### GIVEN TASK
Carry on the forum thread about cutting boards and wood glue from the point where it stops.

### DOCUMENT SEGMENT
------------

So, when I built some planters a few years later (about 1978), I used resorcinol glue. Those planters have been outside ever since, and are still out there today. The stuff was amazing, but you can't get it any more. As a result, I'm really interested in what glue to use for waterproof joining.


----------



## motolife313 (Mar 13, 2019)

Made my own chainsaw mill so I could do this type of stuff actually and make tables and stuff. Just bought a bigger saw with 43” and 49” bar over the weekend it’s 111 cc. The one in the pic is a 85cc 064 with 32” bar
	

		
			
		

		
	






	

		
			
		

		
	
Douglas fir 
	

		
			
		

		
	






	

		
			
		

		
	
plum 
	

		
			
		

		
	






	

		
			
		

		
	
the mill


----------



## Bearcarver (Mar 13, 2019)

Preacher Man said:


> Poplar and walnut



Yup---Unmistakably "Green" Poplar Wood, if you live in an area where Poplar is Popular.
That's all I used for "Paint Grade" Cabinets, because it's the easiest to work with, and very few knots.
Around here the Poplar trees are mostly straight, and the lowest limb is at least at about 50'.
LOL---Not a good tree for archers, unless you have a climbing platform.
Known as a "Soft" Hardwood.

Bear


----------



## Jonok (Mar 13, 2019)

Moto, I love the fact that you polished out that piece of railroad steel and did all of that Al milling and fabrication and just left your beads the way you laid em.

 Clearly a man proud of his work.


----------



## Bearcarver (Mar 13, 2019)

retfr8flyr said:


> I only make end grain boards for family and friends and usually use Maple, Walnut, or Cherry. My youngest daughter loves purple, so I made her one with Maple and Purpleheart. It came out fairly good.




I have a Multi-wood Laminated Semi-Recurved Bow I bought when I was 15 years old (55 years ago).
It has one streak of "Purple Heart" running through it, from one end to the other. Very Pretty Bow.
The company "West Bow" was already out of business when I bought it used.

Bear


----------



## Preacher Man (Mar 13, 2019)

johnmeyer said:


> What glue are you using?


I use Titebond III because it's waterproof.


----------



## indaswamp (Mar 13, 2019)

motolife313 said:


> Made my own chainsaw mill


As a guy that can trick out a fabricate a lot of stuff...I gotta say, hats off, I'm impressed!


----------



## bluebombersfan (Mar 14, 2019)

Very Cool!!!  I must have a homemade cutting board now!!


----------



## johnmeyer (Mar 14, 2019)

Preacher Man said:


> I use Titebond III because it's waterproof.


Thanks! Very helpful to know.


----------



## Bearcarver (Mar 19, 2019)

Preacher Man said:


> I use Titebond III because it's waterproof.




Titebond is Excellent Glue!!!
Sure used a lot of that !!
Like.

Bear


----------



## chopsaw (Mar 20, 2019)

Preacher Man
 , you inspired me to check the scrap bin at Menards . Found some hard maple , sap ( light ) and heart ( dark ) . Nothin fancy , just face grain .  I use Titebound 2 , because it has a short set time . Water resistant . Not bad for a couple bucks worth of wood .

------------

### DATASET EXTRACT
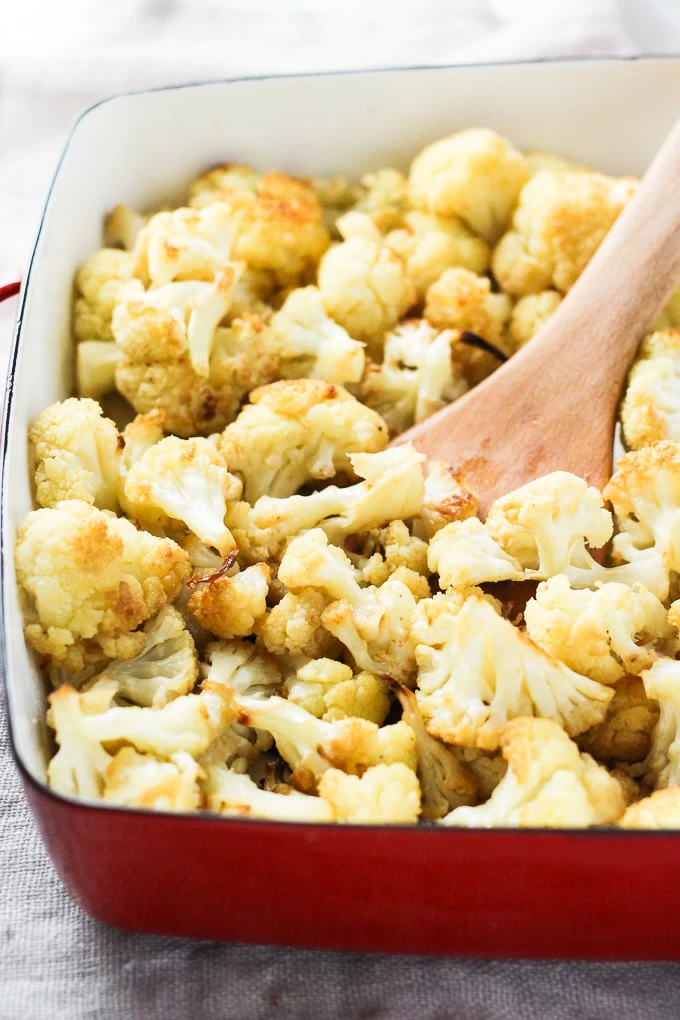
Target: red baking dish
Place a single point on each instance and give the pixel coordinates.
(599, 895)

------------

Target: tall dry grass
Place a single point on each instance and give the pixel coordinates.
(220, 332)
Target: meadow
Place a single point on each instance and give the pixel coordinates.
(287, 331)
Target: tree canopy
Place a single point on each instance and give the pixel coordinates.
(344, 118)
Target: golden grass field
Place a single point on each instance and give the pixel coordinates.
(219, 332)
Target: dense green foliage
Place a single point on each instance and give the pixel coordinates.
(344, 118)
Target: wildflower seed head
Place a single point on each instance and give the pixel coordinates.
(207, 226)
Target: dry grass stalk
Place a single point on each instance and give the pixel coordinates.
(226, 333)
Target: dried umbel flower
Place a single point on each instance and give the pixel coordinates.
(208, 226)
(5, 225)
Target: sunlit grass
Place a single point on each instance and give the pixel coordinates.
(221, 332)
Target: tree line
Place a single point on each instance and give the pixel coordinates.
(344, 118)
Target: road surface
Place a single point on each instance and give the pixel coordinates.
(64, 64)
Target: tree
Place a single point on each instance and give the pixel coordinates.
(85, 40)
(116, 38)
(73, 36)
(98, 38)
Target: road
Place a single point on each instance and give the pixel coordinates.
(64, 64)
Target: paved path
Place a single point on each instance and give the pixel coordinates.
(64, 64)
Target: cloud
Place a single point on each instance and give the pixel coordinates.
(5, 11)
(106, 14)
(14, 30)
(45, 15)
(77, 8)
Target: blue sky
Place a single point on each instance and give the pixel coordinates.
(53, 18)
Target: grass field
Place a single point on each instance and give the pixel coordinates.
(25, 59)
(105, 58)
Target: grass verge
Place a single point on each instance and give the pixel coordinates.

------------

### TASK ANSWER
----------



## Preacher Man (Mar 20, 2019)

Looks great 

 chopsaw
! I'm jealous that you can just hop in your shop and do this. I don't have the tools to do that and my buddy who has a planer is on the Sheriff's Dept here and they've been dealing with this situation all week. Might be a while before I get mine planed.


----------



## chopsaw (Mar 20, 2019)

Preacher Man said:


> just hop in your shop and do this. I


Thx Preacher . I made another one today . I get in the shop , and it's just me . I love it in there .


----------



## unlgrad2002 (Mar 20, 2019)

Awesome! Woodworking should be an anxiety reducing prescription approved by doctors everywhere.


----------



## retfr8flyr (Mar 20, 2019)

You should check out some of your local cabinet shops. They will usually run something through their planers for a few bucks.


----------



## Bearcarver (Mar 21, 2019)

retfr8flyr said:


> You should check out some of your local cabinet shops. They will usually run something through their planers for a few bucks.




Yeah, some will. I used to, but I had a guy bring me some boards, and one of them had a hidden nail in it.
Cost me $20 to have 3 blades 24" long sharpened, and about 3 hours getting them reset perfectly again.
Plus my planer was down for a week.
So if a guy is nice enough to plane something for you, make sure you inspect every inch real close.

Bear


----------



## retfr8flyr (Mar 21, 2019)

Bearcarver said:


> Yeah, some will. I used to, but I had a guy bring me some boards, and one of them had a hidden nail in it.
> Cost me $20 to have 3 blades 24" long sharpened, and about 3 hours getting them reset perfectly again.
> Plus my planer was down for a week.
> So if a guy is nice enough to plane something for you, make sure you inspect every inch real close.
> ...



Bear, that's why I have an Helical blade cutter head, if I mess something up, I only have to rotate a couple of blades.


----------



## Bearcarver (Mar 21, 2019)

retfr8flyr said:


> Bear, that's why I have an Helical blade cutter head, if I mess something up, I only have to rotate a couple of blades.



Yeah, we had one of those in Tech School---a 36" wide. Neat !!!
Mine was just 24" wide, 3 blades, with serrated & Segmented feed rollers.
Fun getting it down 17 steps at 700 pounds!!!

Bear


----------



## ponzLL (May 9, 2019)

This is a fun thread! Here's one I made a few years ago, still looks great today :)

I've been meaning to make a second one to dedicate to meat and I think maybe this thread finally inspired me to get one it. This one is edge grain walnut made from scraps I had.


----------



## Bearcarver (May 9, 2019)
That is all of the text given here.